*Data to use*.
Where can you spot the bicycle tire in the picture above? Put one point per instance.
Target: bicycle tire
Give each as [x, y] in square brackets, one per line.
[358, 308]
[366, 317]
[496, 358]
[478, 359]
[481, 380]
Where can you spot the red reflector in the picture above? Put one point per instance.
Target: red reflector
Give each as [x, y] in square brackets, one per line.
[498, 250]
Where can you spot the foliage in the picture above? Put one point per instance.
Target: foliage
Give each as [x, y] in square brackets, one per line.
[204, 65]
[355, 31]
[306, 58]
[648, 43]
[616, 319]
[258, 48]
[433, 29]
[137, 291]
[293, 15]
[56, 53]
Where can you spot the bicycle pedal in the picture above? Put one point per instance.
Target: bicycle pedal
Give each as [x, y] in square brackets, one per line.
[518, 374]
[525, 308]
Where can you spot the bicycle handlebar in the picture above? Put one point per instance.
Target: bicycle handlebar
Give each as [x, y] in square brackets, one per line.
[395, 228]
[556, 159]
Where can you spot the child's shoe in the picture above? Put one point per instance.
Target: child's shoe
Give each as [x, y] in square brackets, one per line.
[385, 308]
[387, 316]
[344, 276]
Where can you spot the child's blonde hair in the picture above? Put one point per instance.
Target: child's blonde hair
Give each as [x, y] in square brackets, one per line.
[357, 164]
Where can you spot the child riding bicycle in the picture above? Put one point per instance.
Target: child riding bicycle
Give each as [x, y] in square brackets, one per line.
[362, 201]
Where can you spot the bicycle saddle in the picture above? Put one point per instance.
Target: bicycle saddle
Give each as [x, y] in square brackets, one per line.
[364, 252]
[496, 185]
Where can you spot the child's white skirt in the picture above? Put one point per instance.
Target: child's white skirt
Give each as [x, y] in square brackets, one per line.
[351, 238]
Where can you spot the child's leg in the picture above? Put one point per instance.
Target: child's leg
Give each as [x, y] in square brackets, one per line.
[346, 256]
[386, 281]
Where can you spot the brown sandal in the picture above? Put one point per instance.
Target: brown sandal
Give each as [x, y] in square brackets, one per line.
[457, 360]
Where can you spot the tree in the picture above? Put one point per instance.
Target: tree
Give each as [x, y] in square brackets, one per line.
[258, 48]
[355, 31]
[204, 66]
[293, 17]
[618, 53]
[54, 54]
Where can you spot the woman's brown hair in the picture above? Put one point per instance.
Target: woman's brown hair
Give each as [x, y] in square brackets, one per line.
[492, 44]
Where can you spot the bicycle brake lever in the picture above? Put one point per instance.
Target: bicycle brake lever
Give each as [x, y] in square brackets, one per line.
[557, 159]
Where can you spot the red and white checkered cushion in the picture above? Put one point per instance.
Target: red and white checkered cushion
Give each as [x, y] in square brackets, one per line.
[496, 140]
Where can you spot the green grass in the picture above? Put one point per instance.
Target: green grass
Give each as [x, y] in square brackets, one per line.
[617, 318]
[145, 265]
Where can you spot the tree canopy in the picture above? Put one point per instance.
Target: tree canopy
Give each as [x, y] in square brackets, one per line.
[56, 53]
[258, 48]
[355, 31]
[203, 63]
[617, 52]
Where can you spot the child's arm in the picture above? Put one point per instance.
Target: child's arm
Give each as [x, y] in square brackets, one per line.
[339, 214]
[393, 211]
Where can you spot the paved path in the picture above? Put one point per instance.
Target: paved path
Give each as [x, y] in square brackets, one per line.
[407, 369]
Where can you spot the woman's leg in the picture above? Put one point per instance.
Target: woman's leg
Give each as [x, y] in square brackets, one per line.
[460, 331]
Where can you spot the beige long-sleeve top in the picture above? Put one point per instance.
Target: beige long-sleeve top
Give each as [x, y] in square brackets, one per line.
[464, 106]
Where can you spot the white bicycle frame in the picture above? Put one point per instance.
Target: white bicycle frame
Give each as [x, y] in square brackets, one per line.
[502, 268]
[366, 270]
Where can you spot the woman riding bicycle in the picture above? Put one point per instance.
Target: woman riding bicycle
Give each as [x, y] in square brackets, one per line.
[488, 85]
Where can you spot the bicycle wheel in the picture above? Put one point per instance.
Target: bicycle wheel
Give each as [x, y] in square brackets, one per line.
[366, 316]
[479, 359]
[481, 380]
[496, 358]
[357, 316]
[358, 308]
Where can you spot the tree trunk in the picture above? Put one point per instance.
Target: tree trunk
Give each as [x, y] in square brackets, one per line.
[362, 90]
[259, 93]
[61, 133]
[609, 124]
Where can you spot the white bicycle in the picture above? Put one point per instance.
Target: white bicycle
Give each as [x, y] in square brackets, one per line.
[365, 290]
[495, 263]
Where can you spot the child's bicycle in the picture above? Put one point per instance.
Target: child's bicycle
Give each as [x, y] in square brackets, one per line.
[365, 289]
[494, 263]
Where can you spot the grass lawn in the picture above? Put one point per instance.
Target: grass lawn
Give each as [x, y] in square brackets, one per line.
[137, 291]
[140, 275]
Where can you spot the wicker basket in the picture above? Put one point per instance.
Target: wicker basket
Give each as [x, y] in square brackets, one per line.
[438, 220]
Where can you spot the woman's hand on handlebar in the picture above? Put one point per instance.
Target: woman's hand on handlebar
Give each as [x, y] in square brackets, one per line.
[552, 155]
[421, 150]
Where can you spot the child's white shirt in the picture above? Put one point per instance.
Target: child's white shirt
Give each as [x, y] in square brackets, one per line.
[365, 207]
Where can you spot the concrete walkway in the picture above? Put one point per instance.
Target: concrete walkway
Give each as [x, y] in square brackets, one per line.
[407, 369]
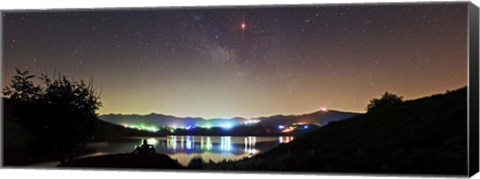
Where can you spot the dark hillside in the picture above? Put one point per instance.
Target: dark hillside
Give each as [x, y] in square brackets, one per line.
[424, 136]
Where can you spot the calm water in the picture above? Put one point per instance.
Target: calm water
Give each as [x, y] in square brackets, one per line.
[184, 148]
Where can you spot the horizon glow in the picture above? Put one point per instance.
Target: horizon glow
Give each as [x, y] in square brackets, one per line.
[248, 62]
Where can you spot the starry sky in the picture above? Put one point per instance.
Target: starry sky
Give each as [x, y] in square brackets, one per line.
[244, 61]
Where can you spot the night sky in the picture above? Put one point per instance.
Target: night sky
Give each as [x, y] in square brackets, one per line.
[245, 61]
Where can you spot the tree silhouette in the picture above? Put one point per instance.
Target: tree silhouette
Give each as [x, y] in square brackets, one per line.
[57, 116]
[385, 100]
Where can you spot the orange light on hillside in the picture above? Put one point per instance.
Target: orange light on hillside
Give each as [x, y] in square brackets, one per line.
[243, 26]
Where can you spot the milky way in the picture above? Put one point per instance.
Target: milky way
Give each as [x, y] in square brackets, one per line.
[245, 61]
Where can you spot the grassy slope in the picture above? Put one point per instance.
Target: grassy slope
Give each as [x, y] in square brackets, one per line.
[424, 136]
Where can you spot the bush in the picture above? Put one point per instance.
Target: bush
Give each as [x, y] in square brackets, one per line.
[385, 100]
[58, 117]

*Problem to work on*.
Work out how many lines of the entries hold the word "pedal", and write only that figure.

*Answer to this task*.
2